RECORDS TO USE.

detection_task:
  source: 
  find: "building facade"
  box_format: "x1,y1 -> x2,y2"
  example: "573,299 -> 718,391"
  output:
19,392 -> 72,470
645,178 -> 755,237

WHAT YOU NEED TO DO. Once more, write out the records above, exactly as they stand.

RESULT OF THE TASK.
detection_task:
  source: 
  find: "building facade"
  box_format: "x1,y1 -> x2,y2"
  example: "573,299 -> 718,391"
  output:
19,392 -> 72,470
645,178 -> 755,237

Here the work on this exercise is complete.